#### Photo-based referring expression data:
————

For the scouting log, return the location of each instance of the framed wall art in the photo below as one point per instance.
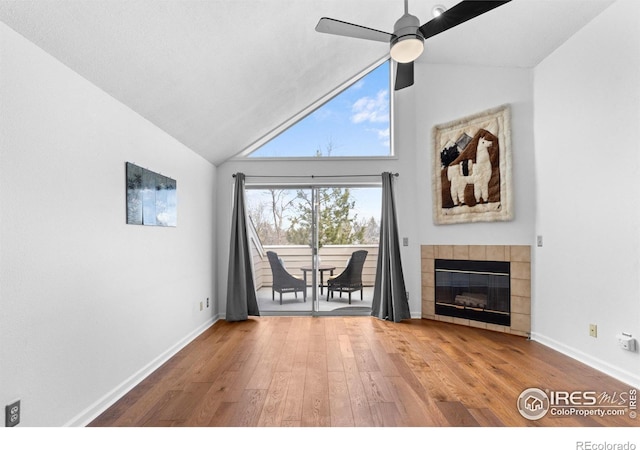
(472, 168)
(151, 197)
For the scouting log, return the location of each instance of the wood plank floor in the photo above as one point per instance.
(355, 372)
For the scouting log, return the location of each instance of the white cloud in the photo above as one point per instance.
(373, 110)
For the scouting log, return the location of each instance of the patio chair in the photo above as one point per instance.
(350, 280)
(283, 281)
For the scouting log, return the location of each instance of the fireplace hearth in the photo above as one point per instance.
(467, 307)
(475, 290)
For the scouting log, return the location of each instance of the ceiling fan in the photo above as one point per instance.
(407, 39)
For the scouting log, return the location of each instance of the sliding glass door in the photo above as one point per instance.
(324, 238)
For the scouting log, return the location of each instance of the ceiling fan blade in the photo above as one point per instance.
(333, 26)
(404, 75)
(458, 14)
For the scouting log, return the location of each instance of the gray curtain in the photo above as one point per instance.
(241, 291)
(389, 292)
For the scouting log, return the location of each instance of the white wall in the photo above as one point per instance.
(587, 122)
(89, 304)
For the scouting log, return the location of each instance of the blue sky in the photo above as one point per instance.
(354, 123)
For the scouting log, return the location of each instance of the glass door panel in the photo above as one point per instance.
(281, 241)
(348, 221)
(324, 238)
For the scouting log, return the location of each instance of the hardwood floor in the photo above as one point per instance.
(355, 372)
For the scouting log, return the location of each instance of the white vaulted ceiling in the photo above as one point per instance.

————

#### PROBLEM TO WORK ON:
All entries above are to be set down word for word, and the pictures are to be left out.

#### EXERCISE OUTPUT:
For the scouting log, return the location of each instance of the framed wall art in the photo below as one point per instance.
(472, 168)
(151, 197)
For the scouting log, return the location of each instance of the wood plank floor in the photo above as one point per instance.
(355, 372)
For the scouting log, return the location of each instance of the white cloud in the photo above as one point per instance.
(373, 110)
For the scouting log, return the location of each instance of the patio chair in the photo above as one point per instance.
(350, 280)
(283, 281)
For the scouting log, return the location of each instance of the fireplace hearth in the photo above as one point per instance.
(467, 307)
(475, 290)
For the scouting log, return the location of each instance of the ceiling fan in the photo above as one point per instance.
(407, 39)
For the scouting log, return the location of each instance of the sliding glass door in the photo above as one point per instance.
(324, 238)
For the scouting log, return the location of each instance of the ceiling fan blade in the photo above as one point per instance.
(333, 26)
(404, 75)
(458, 14)
For the scouting log, return the location of each instance of the gray curtain in the photo above as one point per instance.
(241, 291)
(389, 292)
For the scouting log, return the location of each instance of the white wall in the photo above as one point per instance.
(587, 122)
(89, 304)
For the scouting log, return the location of each instance of the blue sky in the photo above as one point per instance.
(354, 123)
For the scouting log, return the location of each instance of the glass door panel in the photo above as one point per instance.
(281, 241)
(348, 221)
(324, 238)
For the scouting log, return the location of each instance of the hardwood floor in the photo above as one point per instance.
(355, 372)
For the scouting log, return the location of each instance of the white vaulted ceiling in the photo above as one point per instance.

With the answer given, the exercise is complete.